**What is expected**
Everything in the data that follows has to be repeated verbatim.

**Data in this exercise**
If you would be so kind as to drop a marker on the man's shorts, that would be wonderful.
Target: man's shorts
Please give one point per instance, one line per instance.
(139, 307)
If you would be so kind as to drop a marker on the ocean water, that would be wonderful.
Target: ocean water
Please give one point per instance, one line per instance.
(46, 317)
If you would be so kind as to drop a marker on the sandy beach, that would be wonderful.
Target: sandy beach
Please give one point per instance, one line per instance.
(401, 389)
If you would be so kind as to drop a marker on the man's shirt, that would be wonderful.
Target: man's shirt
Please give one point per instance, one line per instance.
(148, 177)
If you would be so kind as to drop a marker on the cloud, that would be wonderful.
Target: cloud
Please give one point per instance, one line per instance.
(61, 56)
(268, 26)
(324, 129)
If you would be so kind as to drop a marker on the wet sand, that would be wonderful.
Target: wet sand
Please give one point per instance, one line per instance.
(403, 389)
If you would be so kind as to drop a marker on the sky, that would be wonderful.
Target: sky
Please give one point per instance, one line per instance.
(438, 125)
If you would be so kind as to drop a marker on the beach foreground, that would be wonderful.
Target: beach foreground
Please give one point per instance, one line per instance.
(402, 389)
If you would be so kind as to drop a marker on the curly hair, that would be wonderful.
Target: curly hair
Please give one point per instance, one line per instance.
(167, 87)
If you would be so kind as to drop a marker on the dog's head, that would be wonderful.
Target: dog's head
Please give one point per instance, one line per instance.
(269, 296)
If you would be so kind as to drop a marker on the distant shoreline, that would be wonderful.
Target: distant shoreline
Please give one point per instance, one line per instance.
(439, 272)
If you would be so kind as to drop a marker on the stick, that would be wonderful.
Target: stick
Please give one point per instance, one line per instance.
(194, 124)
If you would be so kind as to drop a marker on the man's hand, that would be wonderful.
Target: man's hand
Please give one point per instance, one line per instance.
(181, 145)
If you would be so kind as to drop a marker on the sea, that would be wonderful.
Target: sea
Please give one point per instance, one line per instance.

**Expected answer**
If you would be so kind as to drop a marker on the man's shorts, that would be wonderful.
Target: man's shorts
Please give one point per instance, one line per instance.
(139, 307)
If you would be so kind as to drop a marker on the ocean water, that would be wonderful.
Target: ocean water
Please give one point per instance, one line per instance.
(46, 317)
If you would be so kind as to drop a marker on the sandy beach, that would be wonderful.
Target: sandy beach
Please give one point per instance, one line per instance.
(401, 389)
If you would be so kind as to drop a marker on the man's shirt, that would be wonderful.
Target: man's shirt
Please give one point per instance, one line per instance.
(148, 177)
If you would be so kind as to drop a marker on the cloud, that would be wonderful.
Target: cloud
Please give one point per instance, one line per instance.
(61, 56)
(268, 26)
(324, 129)
If you would be so kind as to drop a marker on the wet sand, that would be wonderful.
Target: wet sand
Please give one point per instance, one line per instance.
(403, 389)
If you would be so kind as to drop a marker on the sky, that would be wonderful.
Target: sky
Please give one point per instance, one line per instance.
(438, 125)
If you would be so kind as to drop a marker on the beach foreground, that would be wonderful.
Target: beach foreground
Please give one point per instance, one line per instance.
(402, 389)
If you would be so kind as to drop a marker on the curly hair, that would be wonderful.
Target: curly hair
Please give one point per instance, one line per instance.
(167, 87)
If you would be so kind as to drop a marker on the dog's head, that would be wonderful.
Target: dog's head
Please give one point per instance, one line per instance.
(269, 296)
If you would be so kind as to drop a marker on the distant shoreline, that would be wonderful.
Target: distant shoreline
Please give one point per instance, one line per instance.
(439, 272)
If you would be so kind as to drop a marker on the stick, that would be wonderful.
Target: stick
Please give one point per instance, one line per instance.
(194, 124)
If you would be so kind as to drop a marker on the man's hand, that would be wonderful.
Target: man's hand
Please give one point per instance, one line per instance.
(181, 145)
If you would be so kind as to drop a marker on the sea, that would be wonderful.
Target: sea
Please give one point per instance, one line per instance.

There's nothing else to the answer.